* START Excerpted text *
Getting the Reynolds Number Right

One of the most common mistakes I see in my Fluid Mechanics lab course is incorrect computation of the Reynolds number. This is a brief treatment of this subject.

First, the Reynolds number is defined as

$R_e = \frac{VD\rho}{\mu}$

$R_e = \frac{VD}{\nu}$

where

$R_e =$ Reynolds number (yes, I know the newer textbooks use a different notation, but I’m a dinosaur)
$V =$ Average or reference velocity
$D =$ “Diameter” or other governing dimension
$\mu =$ Dynamic viscosity
$\rho =$ Fluid Density
$\nu =$ Kinematic viscosity

Let’s go over this variable by variable.

Velocity

The velocity is generally some kind of “average” velocity, which basically makes the fluid velocity through or around the object under analysis uniform. In the case of closed ducts or pipes, such as are described here, it’s an average velocity, which can be computed by dividing the fluid flow per unit time by the cross-sectional area of the pipe or duct through which the fluid flows. For Wind Tunnel Testing (actual and virtual, such as in CFD) it’s the “free stream” velocity, or the velocity through which the airfoil or object moves through the fluid.

Diameter

The “diameter” used to compute Reynolds numbers would seem to be clear-cut, but it’s more a matter of convention than anything else.

With straight pipes of uniform diameter, it’s just the diameter of the pipe. For flow meters such as orifices or venturi meters, it’s customarily the diameter of the incoming pipe, although in the past that wasn’t always the case. Non-circular pipes have their own rules as well, which related to the “circular equivalent” of a cross-section.
For round objects in free-flow condition, such as cylinders or spheres, the diameter is pretty straightfoward.
For airfoils the rules are more complicated and are described in Wind Tunnel Testing. For airfoils, the diameter is generally taken as the chord.
For “odd shaped” objects, it’s a matter of judgement and convention to determine the diameter.

Density

This is simply the density at wherever the velocity is chosen. For incompressible fluids, that’s pretty simple. For compressible fluids it’s more complicated. With Wind Tunnel Testing it’s the free-stream density of the fluid.

Viscosity

This, I think, is where most students get into trouble. If you use dynamic viscosity and density, it’s easy to get into trouble with the units. My advice to students is to use the kinematic viscosity $\nu$ whenever possible, which means that we use the second form of the Reynolds number. The units for this (unless you’re given it in stokes or centistokes, in which cases you’ll need to convert it) are $\frac{length^2}{time}$ , which cancel nicely with the other dimensions. For water and air, the two fluids we mostly test in my course, the properties are in my monograph Variation in Viscosity, along with a discussion of viscosity in general.
* END Excerpted text *
* Exercise instructions
(a) Write out the passage from the text on the Reynolds number, beginning at the words "Let’s go over" and stopping after the words "through the fluid.".
(b) In one to three sentences, explain why the text on the Reynolds number recommends using kinematic viscosity whenever possible.
* START Record set *
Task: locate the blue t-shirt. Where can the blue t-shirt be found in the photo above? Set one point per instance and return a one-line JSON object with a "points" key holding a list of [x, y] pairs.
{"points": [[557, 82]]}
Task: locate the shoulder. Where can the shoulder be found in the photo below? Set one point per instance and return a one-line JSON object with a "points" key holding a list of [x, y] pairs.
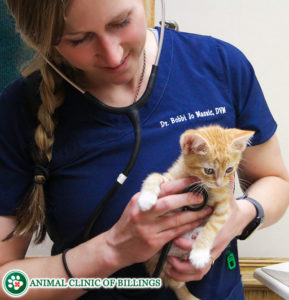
{"points": [[208, 49], [15, 111]]}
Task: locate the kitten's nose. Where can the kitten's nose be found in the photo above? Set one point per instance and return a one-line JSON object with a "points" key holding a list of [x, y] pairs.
{"points": [[218, 182]]}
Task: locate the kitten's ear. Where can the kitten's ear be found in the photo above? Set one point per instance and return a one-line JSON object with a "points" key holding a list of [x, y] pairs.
{"points": [[193, 143], [241, 139]]}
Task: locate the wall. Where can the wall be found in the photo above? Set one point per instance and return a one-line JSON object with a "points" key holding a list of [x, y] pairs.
{"points": [[260, 29]]}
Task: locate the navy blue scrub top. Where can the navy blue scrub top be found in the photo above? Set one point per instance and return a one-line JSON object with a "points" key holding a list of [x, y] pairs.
{"points": [[201, 81]]}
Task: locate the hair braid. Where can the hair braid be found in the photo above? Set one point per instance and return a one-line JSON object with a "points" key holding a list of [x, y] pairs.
{"points": [[31, 212]]}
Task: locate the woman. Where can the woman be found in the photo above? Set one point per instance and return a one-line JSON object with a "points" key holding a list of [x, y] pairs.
{"points": [[105, 48]]}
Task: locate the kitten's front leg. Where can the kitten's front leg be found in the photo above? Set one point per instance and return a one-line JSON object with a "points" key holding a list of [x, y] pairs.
{"points": [[150, 191], [200, 253]]}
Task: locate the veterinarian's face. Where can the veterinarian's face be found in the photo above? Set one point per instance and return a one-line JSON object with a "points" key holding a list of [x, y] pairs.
{"points": [[104, 38]]}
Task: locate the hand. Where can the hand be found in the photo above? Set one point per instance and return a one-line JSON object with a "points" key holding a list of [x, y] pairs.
{"points": [[241, 212], [138, 235]]}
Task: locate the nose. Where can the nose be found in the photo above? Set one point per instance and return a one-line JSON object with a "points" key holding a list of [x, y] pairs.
{"points": [[218, 182], [109, 52]]}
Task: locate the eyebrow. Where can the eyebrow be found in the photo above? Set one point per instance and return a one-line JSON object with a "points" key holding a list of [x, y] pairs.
{"points": [[114, 19]]}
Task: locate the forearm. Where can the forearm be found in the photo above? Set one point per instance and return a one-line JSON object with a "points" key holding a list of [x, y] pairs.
{"points": [[88, 260], [273, 194]]}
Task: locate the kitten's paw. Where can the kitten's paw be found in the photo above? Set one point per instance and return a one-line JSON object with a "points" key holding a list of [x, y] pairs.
{"points": [[147, 200], [199, 258]]}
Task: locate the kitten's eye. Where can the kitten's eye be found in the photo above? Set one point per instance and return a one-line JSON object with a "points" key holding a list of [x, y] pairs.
{"points": [[229, 170], [209, 171]]}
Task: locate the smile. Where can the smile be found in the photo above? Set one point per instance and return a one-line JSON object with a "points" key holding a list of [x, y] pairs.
{"points": [[120, 67]]}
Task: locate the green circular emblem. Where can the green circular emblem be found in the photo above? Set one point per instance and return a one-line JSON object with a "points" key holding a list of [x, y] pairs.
{"points": [[15, 283]]}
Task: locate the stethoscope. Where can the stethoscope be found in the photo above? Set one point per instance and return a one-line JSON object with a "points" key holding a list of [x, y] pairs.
{"points": [[132, 111]]}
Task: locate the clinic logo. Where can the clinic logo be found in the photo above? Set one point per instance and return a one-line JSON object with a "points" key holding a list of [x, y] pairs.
{"points": [[15, 283]]}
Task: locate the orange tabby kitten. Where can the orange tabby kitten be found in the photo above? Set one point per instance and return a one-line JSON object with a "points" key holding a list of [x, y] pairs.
{"points": [[212, 154]]}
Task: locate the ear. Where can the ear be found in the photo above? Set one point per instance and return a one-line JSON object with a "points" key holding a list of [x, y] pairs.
{"points": [[241, 139], [192, 143]]}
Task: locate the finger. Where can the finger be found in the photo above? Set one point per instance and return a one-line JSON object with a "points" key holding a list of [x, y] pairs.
{"points": [[171, 234], [181, 266], [176, 186], [173, 202], [181, 218]]}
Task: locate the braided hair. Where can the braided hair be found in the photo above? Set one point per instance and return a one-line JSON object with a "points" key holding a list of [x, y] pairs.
{"points": [[41, 24]]}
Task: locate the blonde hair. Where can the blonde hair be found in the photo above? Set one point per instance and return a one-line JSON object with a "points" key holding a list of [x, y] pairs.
{"points": [[41, 24]]}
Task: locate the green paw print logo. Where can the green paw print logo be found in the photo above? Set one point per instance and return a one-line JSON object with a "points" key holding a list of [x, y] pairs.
{"points": [[15, 283]]}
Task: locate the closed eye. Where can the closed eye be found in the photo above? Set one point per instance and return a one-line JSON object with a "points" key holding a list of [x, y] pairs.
{"points": [[86, 37]]}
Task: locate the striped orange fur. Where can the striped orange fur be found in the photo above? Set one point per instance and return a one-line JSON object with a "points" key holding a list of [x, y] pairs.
{"points": [[212, 154]]}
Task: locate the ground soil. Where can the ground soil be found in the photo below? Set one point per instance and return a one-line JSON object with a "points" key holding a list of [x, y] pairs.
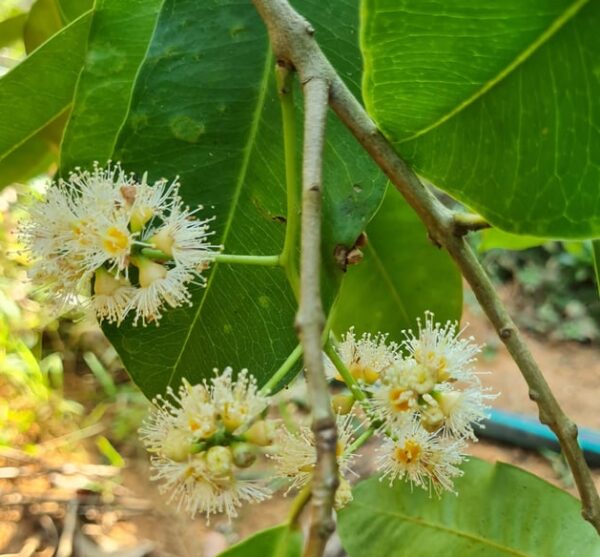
{"points": [[572, 370]]}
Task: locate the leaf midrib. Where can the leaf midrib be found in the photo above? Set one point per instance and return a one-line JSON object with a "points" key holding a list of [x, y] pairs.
{"points": [[544, 37], [238, 190], [437, 526]]}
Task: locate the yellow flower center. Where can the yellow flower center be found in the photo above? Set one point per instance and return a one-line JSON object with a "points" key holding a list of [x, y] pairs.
{"points": [[407, 454], [399, 402], [115, 241]]}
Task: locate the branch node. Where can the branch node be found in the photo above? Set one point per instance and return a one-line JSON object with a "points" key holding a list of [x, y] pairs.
{"points": [[463, 223], [534, 395]]}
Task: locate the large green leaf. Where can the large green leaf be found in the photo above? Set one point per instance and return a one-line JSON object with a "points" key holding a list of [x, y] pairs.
{"points": [[500, 511], [596, 257], [11, 29], [495, 102], [119, 38], [399, 277], [35, 93], [193, 95], [280, 541], [32, 158], [43, 21], [494, 238]]}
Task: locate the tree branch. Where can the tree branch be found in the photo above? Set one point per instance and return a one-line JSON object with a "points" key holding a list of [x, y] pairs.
{"points": [[290, 33], [441, 225], [287, 28], [311, 318], [468, 222]]}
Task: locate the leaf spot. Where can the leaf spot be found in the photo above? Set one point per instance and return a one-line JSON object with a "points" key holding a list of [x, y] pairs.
{"points": [[186, 128]]}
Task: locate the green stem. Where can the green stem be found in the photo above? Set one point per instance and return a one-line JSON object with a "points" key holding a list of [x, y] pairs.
{"points": [[360, 440], [263, 260], [276, 378], [285, 88], [344, 372], [298, 505], [286, 416]]}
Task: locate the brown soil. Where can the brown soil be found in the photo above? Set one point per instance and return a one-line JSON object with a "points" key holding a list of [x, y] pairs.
{"points": [[572, 370]]}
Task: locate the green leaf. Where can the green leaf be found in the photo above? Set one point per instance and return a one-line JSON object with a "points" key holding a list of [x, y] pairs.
{"points": [[37, 91], [495, 102], [280, 541], [32, 158], [500, 511], [399, 277], [197, 99], [11, 29], [44, 21], [493, 238], [118, 43], [72, 9], [596, 256]]}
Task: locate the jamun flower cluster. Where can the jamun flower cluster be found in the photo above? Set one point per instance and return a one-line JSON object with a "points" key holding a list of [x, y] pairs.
{"points": [[422, 396], [120, 244]]}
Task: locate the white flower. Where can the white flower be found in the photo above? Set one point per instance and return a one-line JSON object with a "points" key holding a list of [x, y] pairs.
{"points": [[442, 350], [102, 220], [394, 399], [195, 490], [189, 437], [184, 238], [159, 286], [456, 411], [365, 357], [238, 402], [420, 457], [112, 296], [295, 453]]}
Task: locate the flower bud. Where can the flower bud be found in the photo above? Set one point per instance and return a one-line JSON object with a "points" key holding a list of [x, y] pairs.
{"points": [[261, 433], [163, 241], [105, 284], [343, 494], [149, 271], [448, 401], [234, 414], [342, 403], [219, 461], [244, 454], [139, 218]]}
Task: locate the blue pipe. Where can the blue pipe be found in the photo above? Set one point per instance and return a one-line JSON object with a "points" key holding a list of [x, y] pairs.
{"points": [[528, 432]]}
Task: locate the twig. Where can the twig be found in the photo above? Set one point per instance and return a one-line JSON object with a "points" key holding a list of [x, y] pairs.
{"points": [[310, 320], [440, 223], [288, 31]]}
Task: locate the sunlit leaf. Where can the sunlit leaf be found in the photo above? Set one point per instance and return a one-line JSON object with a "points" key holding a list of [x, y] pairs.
{"points": [[499, 511], [495, 102]]}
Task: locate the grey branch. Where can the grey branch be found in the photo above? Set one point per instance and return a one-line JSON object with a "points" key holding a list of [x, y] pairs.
{"points": [[286, 30], [291, 37]]}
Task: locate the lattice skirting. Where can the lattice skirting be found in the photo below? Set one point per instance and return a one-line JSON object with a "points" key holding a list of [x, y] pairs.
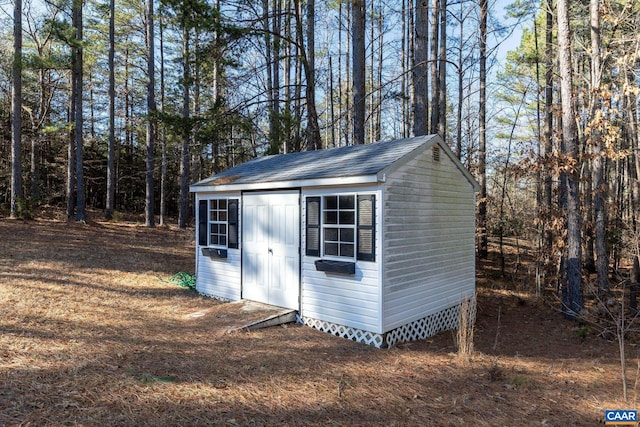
* END Record set *
* Problem solutions
(a)
Let’s go over this variable by variable.

Velocity

The velocity is generally some kind of “average” velocity, which basically makes the fluid velocity through or around the object under analysis uniform. In the case of closed ducts or pipes, such as are described here, it’s an average velocity, which can be computed by dividing the fluid flow per unit time by the cross-sectional area of the pipe or duct through which the fluid flows. For Wind Tunnel Testing (actual and virtual, such as in CFD) it’s the “free stream” velocity, or the velocity through which the airfoil or object moves through the fluid.

(b) Working with dynamic viscosity and density makes it easy to get into trouble with the units. Kinematic viscosity, used in the second form of the Reynolds number, has units of length squared over time, and these cancel nicely with the other dimensions.